> [Task statement] Select from the records below every line that has the word "santander" in it.

> [Region pointing data]
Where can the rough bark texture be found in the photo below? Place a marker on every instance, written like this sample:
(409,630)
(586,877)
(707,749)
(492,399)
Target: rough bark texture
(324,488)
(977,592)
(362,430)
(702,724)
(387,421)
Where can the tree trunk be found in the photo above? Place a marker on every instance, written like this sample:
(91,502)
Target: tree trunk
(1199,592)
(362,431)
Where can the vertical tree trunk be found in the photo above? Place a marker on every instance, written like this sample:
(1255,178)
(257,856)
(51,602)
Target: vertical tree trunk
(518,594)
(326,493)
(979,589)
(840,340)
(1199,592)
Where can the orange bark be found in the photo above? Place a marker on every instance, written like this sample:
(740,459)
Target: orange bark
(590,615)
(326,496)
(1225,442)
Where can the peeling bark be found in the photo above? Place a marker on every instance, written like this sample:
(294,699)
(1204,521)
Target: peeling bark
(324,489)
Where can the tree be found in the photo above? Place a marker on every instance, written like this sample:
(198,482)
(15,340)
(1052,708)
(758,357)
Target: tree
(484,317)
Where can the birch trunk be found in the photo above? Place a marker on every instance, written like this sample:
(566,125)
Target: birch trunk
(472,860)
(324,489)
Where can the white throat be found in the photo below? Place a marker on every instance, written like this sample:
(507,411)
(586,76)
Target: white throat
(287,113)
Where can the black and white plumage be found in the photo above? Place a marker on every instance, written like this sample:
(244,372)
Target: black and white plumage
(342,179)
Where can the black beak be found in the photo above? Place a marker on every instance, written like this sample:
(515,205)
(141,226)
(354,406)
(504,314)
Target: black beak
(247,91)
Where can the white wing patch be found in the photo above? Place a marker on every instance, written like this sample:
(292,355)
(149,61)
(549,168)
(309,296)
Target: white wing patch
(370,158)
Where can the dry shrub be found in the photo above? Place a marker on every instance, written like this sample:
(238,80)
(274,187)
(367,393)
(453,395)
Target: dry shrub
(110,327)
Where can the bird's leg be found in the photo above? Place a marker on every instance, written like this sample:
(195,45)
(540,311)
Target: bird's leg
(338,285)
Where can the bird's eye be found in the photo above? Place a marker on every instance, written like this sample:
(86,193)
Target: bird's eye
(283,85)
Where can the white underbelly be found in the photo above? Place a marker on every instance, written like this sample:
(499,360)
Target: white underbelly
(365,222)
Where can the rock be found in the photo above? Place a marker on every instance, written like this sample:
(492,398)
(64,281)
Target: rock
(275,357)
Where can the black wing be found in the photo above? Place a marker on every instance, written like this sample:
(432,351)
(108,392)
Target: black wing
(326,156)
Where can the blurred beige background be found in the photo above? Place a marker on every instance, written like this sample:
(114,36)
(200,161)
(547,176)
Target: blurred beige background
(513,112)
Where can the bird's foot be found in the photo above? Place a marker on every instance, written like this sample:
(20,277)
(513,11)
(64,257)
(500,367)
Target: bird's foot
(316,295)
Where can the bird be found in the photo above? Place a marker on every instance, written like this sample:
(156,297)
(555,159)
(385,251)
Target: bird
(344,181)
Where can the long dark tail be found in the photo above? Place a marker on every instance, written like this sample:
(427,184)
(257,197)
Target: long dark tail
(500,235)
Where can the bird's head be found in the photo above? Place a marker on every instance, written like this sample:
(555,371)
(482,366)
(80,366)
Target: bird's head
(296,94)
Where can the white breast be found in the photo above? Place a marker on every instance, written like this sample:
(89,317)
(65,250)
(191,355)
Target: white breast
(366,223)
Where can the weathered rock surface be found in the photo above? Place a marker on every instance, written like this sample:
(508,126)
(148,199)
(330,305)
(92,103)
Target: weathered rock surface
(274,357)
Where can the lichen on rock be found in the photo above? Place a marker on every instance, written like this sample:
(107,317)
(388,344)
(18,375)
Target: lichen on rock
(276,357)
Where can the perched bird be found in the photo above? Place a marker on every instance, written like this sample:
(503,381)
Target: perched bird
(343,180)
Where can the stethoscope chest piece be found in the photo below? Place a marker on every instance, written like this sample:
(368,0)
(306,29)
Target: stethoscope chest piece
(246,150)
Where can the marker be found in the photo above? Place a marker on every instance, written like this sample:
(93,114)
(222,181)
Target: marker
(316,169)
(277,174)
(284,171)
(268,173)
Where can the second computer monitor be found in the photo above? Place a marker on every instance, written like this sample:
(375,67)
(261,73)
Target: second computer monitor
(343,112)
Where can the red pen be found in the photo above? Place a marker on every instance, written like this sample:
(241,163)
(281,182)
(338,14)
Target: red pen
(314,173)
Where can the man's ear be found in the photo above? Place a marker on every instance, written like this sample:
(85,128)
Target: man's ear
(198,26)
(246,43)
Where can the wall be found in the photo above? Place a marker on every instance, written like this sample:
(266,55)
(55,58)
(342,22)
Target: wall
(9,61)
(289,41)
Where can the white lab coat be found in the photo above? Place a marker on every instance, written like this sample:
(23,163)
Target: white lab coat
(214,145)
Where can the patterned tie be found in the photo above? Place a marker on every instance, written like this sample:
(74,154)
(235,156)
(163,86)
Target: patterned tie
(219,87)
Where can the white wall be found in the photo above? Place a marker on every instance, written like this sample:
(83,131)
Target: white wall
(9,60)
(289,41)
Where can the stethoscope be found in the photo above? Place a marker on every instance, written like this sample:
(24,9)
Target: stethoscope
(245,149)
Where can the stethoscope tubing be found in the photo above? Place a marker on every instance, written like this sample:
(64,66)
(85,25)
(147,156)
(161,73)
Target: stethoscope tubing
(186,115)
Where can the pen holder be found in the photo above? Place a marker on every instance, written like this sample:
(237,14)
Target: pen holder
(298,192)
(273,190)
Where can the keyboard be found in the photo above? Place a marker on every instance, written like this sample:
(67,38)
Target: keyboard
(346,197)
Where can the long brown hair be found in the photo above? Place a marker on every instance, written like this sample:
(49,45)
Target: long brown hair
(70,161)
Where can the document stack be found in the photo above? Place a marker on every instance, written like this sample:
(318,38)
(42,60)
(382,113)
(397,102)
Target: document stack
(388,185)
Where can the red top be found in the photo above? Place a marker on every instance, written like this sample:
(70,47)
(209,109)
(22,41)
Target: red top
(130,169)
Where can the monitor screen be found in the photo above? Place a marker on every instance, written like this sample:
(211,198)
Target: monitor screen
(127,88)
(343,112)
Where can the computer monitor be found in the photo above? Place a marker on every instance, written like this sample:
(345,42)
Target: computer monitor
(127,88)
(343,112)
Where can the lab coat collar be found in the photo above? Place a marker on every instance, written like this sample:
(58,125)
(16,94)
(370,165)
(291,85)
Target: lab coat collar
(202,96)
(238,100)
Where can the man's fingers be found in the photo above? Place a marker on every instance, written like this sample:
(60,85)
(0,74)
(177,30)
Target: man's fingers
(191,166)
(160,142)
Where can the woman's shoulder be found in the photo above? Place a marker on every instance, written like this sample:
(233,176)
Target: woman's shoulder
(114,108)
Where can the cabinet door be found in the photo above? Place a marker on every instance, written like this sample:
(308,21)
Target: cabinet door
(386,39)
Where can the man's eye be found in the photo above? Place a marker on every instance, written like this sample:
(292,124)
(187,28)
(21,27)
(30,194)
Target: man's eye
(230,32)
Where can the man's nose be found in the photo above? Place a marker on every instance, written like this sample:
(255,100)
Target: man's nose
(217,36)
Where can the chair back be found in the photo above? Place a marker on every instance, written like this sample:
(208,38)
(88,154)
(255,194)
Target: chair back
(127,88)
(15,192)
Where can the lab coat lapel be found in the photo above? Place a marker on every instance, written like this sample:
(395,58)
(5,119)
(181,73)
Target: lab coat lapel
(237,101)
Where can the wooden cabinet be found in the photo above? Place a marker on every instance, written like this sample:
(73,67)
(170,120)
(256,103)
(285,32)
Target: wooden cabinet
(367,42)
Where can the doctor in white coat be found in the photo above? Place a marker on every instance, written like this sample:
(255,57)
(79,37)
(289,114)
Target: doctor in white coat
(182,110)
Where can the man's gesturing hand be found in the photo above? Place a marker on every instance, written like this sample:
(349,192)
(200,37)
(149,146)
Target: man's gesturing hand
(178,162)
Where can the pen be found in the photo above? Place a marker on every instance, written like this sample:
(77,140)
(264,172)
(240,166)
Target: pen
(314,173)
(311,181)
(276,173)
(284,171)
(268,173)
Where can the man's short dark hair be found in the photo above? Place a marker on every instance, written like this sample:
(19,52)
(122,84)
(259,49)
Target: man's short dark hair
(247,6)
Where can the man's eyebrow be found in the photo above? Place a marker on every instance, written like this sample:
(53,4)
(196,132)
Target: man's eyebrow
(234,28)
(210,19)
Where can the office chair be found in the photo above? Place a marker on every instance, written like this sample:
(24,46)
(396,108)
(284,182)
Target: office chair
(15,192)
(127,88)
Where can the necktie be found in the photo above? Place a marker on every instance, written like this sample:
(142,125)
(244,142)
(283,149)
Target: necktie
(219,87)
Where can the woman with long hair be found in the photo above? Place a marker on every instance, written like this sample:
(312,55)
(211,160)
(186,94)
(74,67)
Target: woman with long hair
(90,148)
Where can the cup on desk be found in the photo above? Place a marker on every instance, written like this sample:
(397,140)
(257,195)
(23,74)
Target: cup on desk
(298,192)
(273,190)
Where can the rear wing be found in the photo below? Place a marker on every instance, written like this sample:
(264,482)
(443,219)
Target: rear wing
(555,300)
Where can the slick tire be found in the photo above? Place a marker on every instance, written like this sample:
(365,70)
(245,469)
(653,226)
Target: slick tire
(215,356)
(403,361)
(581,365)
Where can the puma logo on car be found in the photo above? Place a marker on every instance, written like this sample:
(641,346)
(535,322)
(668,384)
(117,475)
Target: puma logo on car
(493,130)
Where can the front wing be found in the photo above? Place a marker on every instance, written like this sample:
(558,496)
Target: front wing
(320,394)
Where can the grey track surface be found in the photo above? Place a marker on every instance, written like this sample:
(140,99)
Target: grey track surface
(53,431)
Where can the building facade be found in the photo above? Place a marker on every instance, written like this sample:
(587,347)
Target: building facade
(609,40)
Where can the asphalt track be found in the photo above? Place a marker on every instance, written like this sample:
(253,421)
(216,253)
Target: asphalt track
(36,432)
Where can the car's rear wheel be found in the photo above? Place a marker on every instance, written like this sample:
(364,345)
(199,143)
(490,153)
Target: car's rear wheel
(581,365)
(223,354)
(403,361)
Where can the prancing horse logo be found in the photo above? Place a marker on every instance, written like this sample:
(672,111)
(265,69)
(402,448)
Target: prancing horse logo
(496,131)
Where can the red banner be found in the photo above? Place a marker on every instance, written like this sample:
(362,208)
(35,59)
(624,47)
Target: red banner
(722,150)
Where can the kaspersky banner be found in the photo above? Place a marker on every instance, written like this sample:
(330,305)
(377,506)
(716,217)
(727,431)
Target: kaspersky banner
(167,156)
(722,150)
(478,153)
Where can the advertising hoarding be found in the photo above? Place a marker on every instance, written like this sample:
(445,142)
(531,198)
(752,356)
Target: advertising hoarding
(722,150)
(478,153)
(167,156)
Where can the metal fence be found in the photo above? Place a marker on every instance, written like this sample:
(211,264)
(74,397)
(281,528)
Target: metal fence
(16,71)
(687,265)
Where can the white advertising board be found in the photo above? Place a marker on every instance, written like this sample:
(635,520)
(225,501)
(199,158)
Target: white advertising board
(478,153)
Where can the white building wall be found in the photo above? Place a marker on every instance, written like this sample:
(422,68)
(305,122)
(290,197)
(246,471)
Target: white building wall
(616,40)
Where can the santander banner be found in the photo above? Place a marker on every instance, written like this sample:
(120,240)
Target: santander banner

> [Exercise solution]
Where can the santander banner be found in the photo above? Place a marker on every instance, written like this sample:
Target: santander banner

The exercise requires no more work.